**PROBLEM SET**.
(1) From the article on Big Brother's move to Channel 5, extract the passage starting at "Sunday 14 August" and ending at "begins this week.".
(2) According to the article on Big Brother's move to Channel 5, when did Channel 4 drop the show?

**DOCUMENT SEGMENT**.
Sunday 14 August 2011

Big Brother 2011: will it thrive on Channel 5?

The reality show's relaunch this week could give it a fresh start ? but it may struggle to find wide media support

Nearly 11 years to the day since "Nasty" Nick Bateman's confrontation with Craig Phillips first made Big Brother a bone fide TV phenomenon, the daddy of all reality show's has its second coming on Thursday on its new home, Channel 5.

The Richard Desmond-owned broadcaster is promising the "friskiest ever" series when the new-look Celebrity Big Brother begins this week.

No one is expecting a return the halcyon days of the early noughties when Big Brother regularly brought Channel 4 audiences of 4 million plus, big online audiences and page after page of tabloid coverage throughout the summer months.

However, the trick for production company Endemol and executives at Channel 5 ? which declined to put up anyone to talk about the show ? will be to revive a format tarnished by the Shilpa Shetty race row and several years of declining audiences and tabloid interest before C4 finally dropped it in September 2010.

In the intervening period the reality genre has also moved in a new direction, with so-called "constructed reality" shows such as The Only Way is Essex and Geordie Shore all the rage. It is also unclear whether the Sun, Daily Mirror and celebrity magazines will embrace Big Brother as of old, now that it is being broadcast by a channel that is part of a Desmond media empire that also includes rival titles the Daily Express, Daily Star and OK!.

One senior source involved in the Big Brother relaunch says an enduring factor in the show's success or failure lies in having characters that people want to watch, whether they like or loathe them, with "casting a number one priority".

"You can talk about constructed reality all you like but this is still a huge show," says the insider. "And in any case shows such as Towie and Geordie Shore are popular for the same reason as Big Brother ? characters."

[Some records]
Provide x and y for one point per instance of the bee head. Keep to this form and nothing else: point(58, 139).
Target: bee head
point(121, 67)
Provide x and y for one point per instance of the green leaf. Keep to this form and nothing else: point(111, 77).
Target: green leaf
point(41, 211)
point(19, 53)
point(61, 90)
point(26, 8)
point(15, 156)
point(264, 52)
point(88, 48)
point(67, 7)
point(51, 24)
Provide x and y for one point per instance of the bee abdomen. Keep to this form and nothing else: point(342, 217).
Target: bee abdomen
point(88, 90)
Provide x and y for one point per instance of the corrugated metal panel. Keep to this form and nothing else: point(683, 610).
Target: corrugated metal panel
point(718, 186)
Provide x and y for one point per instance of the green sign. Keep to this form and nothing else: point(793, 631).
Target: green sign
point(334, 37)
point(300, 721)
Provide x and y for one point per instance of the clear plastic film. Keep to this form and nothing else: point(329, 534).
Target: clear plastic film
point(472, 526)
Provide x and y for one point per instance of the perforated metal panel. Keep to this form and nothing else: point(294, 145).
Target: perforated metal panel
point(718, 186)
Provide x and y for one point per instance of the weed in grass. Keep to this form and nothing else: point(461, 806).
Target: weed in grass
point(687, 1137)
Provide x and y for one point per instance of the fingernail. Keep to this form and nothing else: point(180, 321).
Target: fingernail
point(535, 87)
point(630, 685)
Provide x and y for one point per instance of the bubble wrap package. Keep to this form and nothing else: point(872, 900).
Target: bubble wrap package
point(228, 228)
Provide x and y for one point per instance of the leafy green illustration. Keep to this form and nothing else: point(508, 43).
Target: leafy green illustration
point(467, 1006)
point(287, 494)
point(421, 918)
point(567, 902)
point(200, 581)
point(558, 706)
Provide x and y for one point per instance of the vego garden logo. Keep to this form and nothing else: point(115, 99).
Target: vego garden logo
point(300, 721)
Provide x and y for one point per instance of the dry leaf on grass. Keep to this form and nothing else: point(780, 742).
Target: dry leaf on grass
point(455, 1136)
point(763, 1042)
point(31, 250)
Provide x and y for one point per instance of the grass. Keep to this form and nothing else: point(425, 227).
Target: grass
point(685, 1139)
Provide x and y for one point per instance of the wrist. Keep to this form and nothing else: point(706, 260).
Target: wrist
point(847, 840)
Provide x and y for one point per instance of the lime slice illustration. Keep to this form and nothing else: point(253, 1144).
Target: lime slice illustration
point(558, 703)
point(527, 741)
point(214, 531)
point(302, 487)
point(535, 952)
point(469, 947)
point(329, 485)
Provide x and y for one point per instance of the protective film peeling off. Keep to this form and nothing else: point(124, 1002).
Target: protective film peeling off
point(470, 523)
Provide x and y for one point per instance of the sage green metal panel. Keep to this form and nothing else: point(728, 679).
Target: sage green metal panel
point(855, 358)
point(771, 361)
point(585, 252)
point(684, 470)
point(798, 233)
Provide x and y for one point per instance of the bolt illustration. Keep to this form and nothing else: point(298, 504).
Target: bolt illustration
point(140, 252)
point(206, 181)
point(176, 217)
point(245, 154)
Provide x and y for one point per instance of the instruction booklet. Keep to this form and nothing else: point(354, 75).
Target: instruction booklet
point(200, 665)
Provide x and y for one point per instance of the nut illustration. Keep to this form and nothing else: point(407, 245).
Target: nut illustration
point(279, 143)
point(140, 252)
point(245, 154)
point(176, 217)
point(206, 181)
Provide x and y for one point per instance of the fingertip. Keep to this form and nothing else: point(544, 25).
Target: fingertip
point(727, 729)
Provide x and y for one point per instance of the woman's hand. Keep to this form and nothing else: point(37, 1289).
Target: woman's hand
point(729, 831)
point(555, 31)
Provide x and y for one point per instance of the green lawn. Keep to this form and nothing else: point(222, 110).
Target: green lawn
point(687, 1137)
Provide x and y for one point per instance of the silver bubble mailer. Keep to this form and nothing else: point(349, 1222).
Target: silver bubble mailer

**TASK ANSWERS**.
(1)
Sunday 14 August 2011

Big Brother 2011: will it thrive on Channel 5?

The reality show's relaunch this week could give it a fresh start ? but it may struggle to find wide media support

Nearly 11 years to the day since "Nasty" Nick Bateman's confrontation with Craig Phillips first made Big Brother a bone fide TV phenomenon, the daddy of all reality show's has its second coming on Thursday on its new home, Channel 5.

The Richard Desmond-owned broadcaster is promising the "friskiest ever" series when the new-look Celebrity Big Brother begins this week.

(2) September 2010